▶ _EXERCISE AIM_
All of the data below should come back exactly as written, minus its images.

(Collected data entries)
|---|

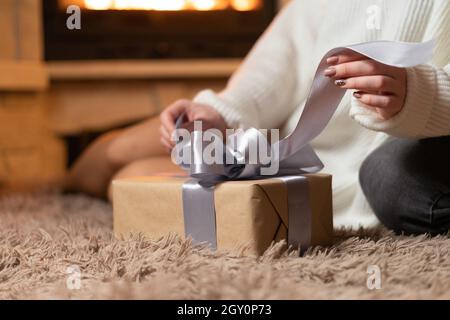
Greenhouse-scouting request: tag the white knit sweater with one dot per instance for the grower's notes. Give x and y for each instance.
(270, 88)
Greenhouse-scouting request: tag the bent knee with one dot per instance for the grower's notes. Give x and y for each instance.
(402, 199)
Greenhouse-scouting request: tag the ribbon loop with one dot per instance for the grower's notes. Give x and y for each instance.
(293, 154)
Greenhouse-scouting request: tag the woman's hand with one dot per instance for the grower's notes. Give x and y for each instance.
(194, 112)
(377, 85)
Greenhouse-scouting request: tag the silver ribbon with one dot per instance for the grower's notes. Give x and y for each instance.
(293, 153)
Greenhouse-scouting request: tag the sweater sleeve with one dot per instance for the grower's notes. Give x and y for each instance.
(261, 90)
(426, 112)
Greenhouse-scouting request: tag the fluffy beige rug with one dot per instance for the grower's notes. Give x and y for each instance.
(45, 238)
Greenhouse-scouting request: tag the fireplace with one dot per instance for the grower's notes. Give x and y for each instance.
(155, 29)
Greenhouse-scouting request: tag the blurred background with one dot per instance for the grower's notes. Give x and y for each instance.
(61, 88)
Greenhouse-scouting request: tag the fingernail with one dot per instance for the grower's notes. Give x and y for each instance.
(340, 83)
(332, 60)
(330, 72)
(357, 95)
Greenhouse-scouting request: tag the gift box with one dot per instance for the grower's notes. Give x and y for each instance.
(250, 213)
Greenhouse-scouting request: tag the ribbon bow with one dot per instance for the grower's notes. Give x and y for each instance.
(293, 154)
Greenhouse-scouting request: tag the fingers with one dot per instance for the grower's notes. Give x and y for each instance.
(356, 69)
(386, 105)
(170, 115)
(361, 68)
(168, 118)
(345, 57)
(380, 84)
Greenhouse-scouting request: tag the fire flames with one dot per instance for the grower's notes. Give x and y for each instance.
(172, 5)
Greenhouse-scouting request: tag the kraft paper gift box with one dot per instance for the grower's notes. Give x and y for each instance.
(252, 213)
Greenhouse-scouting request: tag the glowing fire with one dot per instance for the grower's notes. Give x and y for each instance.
(172, 5)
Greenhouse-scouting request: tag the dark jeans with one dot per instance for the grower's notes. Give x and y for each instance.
(407, 184)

|---|

▶ _ANSWER SPACE_
Greenhouse-scouting request: tag the white knit sweater with one dot per instance for the grower's notes. Give x and y for each instance.
(270, 88)
Greenhouse-scouting request: tag the bent knee with one dot per instance for the grower's notes. Give x and y for each instance.
(402, 199)
Greenhouse-scouting request: tag the ribbon loop with one dot per instance for the grower's notes. Give x and y for each instance.
(293, 154)
Greenhouse-scouting request: tag the woman's hand with one dot per instance for the grower's notes. Give x and y for each instance.
(194, 112)
(377, 85)
Greenhouse-scouting request: tag the silver ribbon with one dot per instance for the grower's notes. Give x and y for each instance.
(293, 153)
Greenhouse-scouting request: tag the sweater sleeve with one dot per instance for the grower's notes. Give x and y for each instance.
(261, 90)
(426, 112)
Greenhouse-scouting request: tag the fluffy beige rug with one dot per instance for the grower's notes. Give x and y for each instance.
(45, 238)
Greenhouse-scouting request: tag the fireplace with one dot per instance for the grower's notes. Give x and y for each instance.
(155, 29)
Greenhouse-scouting request: tag the blurred background with one dot per instance for the grower's notes. Give x and y for each instance.
(61, 88)
Greenhouse-scouting request: tag the fingernail with one dot per instance for the grower's notes. Give x and y for each instance.
(340, 83)
(332, 60)
(330, 72)
(357, 95)
Greenhouse-scouting request: tag the gift box with one dot per instance for the grower's notes. Give x and y for each instance.
(250, 213)
Greenhouse-scouting request: tag the ribbon bow with one dot per instance for the grower's notes. Give x and y for each instance.
(293, 154)
Greenhouse-scouting request: tag the fingers with one dot per instance for the grower's notes. Give x and y for each instance.
(356, 69)
(386, 105)
(170, 115)
(361, 68)
(168, 118)
(345, 57)
(380, 84)
Greenhouse-scouting request: tag the fire flames with one dot per instance for the grower's notes. Give x and y for each instance.
(172, 5)
Greenhouse-scouting request: tag the kraft paper gift box with one dot per instance for the grower's notes. Give x and y for each instance.
(252, 213)
Greenhouse-scouting request: tag the glowing fire with one dot per instance for the grower's notes. Give x and y for each instance.
(172, 5)
Greenhouse-scouting request: tag the dark jeans with one dot per instance for the grower's notes. Give x and y for each instance.
(407, 184)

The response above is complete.